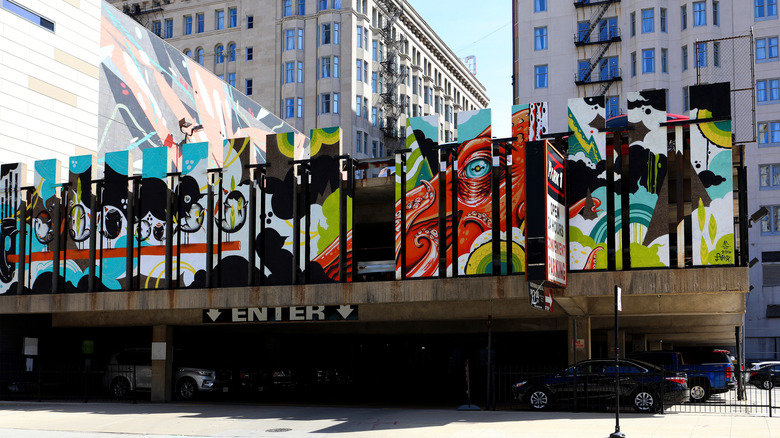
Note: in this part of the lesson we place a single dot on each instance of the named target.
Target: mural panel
(12, 179)
(712, 185)
(647, 179)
● ● ●
Task to carry out:
The data above should be set down again exactly, with the pictures omitted.

Solution for this problem:
Note: in this part of the lesson we place a single dot on each instance of the named target.
Target: mural panel
(12, 179)
(712, 185)
(647, 179)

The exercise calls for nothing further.